**Exercise data**
━━━
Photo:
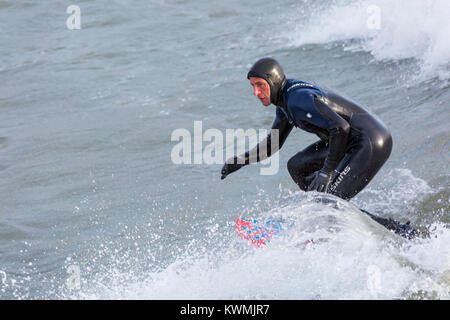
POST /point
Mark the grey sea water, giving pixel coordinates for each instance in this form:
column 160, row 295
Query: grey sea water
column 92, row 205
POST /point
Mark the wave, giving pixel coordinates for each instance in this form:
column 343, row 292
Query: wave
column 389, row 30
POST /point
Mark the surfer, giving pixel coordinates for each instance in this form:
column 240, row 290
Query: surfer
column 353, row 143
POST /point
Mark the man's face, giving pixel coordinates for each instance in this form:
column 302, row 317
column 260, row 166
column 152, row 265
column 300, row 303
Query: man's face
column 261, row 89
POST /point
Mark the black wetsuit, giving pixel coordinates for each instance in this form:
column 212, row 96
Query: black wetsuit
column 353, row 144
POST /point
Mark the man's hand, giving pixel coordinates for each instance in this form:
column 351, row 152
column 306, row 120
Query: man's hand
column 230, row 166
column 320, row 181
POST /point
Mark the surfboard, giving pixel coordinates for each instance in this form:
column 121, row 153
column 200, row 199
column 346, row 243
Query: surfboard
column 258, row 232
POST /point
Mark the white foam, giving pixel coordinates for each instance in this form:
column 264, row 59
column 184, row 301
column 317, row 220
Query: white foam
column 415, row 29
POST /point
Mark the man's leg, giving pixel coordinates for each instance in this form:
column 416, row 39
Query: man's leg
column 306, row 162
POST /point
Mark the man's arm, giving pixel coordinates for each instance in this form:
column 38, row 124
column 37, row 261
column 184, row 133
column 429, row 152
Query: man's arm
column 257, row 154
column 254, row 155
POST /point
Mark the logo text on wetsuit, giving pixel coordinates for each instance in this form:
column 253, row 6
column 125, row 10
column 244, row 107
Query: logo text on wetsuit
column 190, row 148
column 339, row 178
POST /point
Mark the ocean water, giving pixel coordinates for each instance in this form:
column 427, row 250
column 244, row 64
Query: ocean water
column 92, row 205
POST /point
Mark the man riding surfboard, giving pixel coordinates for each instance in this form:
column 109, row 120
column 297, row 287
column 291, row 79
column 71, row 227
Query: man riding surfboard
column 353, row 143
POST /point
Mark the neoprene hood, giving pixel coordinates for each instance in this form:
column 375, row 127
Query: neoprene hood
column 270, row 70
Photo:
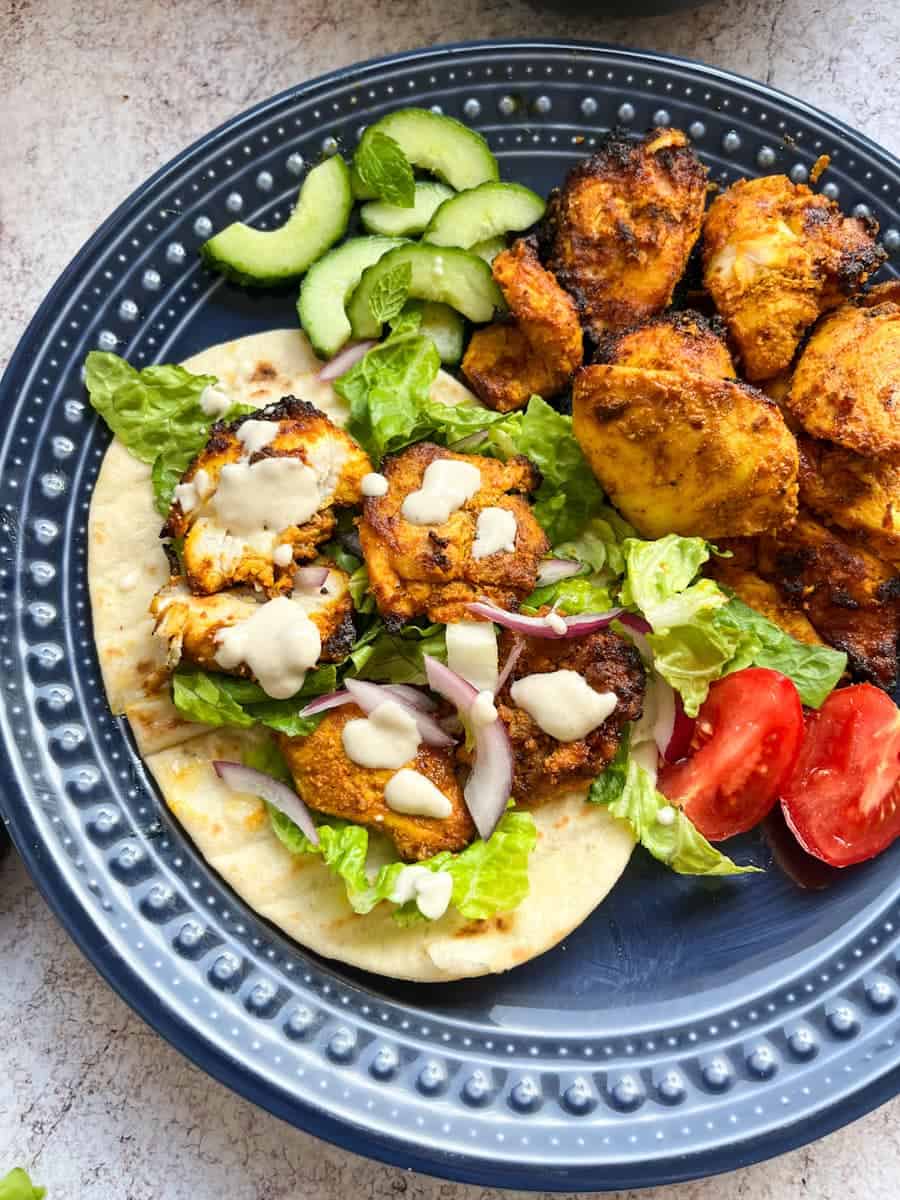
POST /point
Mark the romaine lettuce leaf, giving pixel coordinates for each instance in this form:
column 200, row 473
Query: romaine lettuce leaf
━━━
**Given instruction**
Pictures are excluded; output everything else in the data verbatim.

**Exercise result**
Photo:
POST /point
Mark the grey sea water, giving pixel coordinates for each instance in this form:
column 160, row 295
Query: grey sea water
column 92, row 205
POST /point
Mark the wave, giving pixel coordinates for each instance in this form:
column 343, row 292
Query: wave
column 389, row 30
POST /point
Mark the surfer, giving pixel coordinates for each instance in this form:
column 240, row 290
Query: surfer
column 353, row 143
POST /point
Mark the man's face, giving pixel coordinates for each instance in this form:
column 302, row 317
column 260, row 166
column 152, row 265
column 300, row 303
Query: man's face
column 261, row 89
POST /point
Mark the black wetsuit, giving pixel coordinates for each instance in this form:
column 212, row 96
Query: black wetsuit
column 353, row 144
POST /point
Mark the man's hand, giving pixel coordinates for each instance in this form:
column 351, row 152
column 306, row 120
Query: man's hand
column 230, row 166
column 320, row 181
POST /point
Mark the surfboard, giving pixel coordinates for each instance in this form:
column 121, row 153
column 200, row 199
column 346, row 243
Query: surfboard
column 258, row 232
POST /point
Mark the white foam, giving pixel coordinates for each instance in this form:
column 264, row 59
column 184, row 301
column 317, row 220
Query: white foam
column 415, row 29
POST /point
Mark the man's leg, giving pixel coordinates for each instance in this form:
column 416, row 39
Query: man's leg
column 306, row 162
POST /point
Mark the man's arm, giving pixel coordinates for each instance in this form:
column 38, row 124
column 37, row 261
column 184, row 133
column 429, row 152
Query: man's arm
column 257, row 154
column 254, row 155
POST /point
Mark the logo text on wetsuit, giving pixel coordinates for each instance in this form:
column 253, row 6
column 125, row 10
column 244, row 107
Query: logo text on wetsuit
column 190, row 148
column 339, row 178
POST /point
Mark the ocean water, giving pixel coordinates for each instance in this form:
column 427, row 250
column 244, row 64
Query: ocean water
column 92, row 205
POST /point
Mark the man riding surfboard, giving pixel coordinates for each instance in this form:
column 109, row 120
column 297, row 287
column 291, row 79
column 71, row 227
Query: man riding surfboard
column 353, row 143
POST /point
Mark the neoprene hood, giving pixel coordinates for each instance in this form:
column 375, row 127
Query: neoprene hood
column 270, row 70
Photo:
POST /point
Mark the romaine lettuce leaf, giving pixel coordinates for each instance in this form:
column 200, row 473
Query: romaine lettuce leaf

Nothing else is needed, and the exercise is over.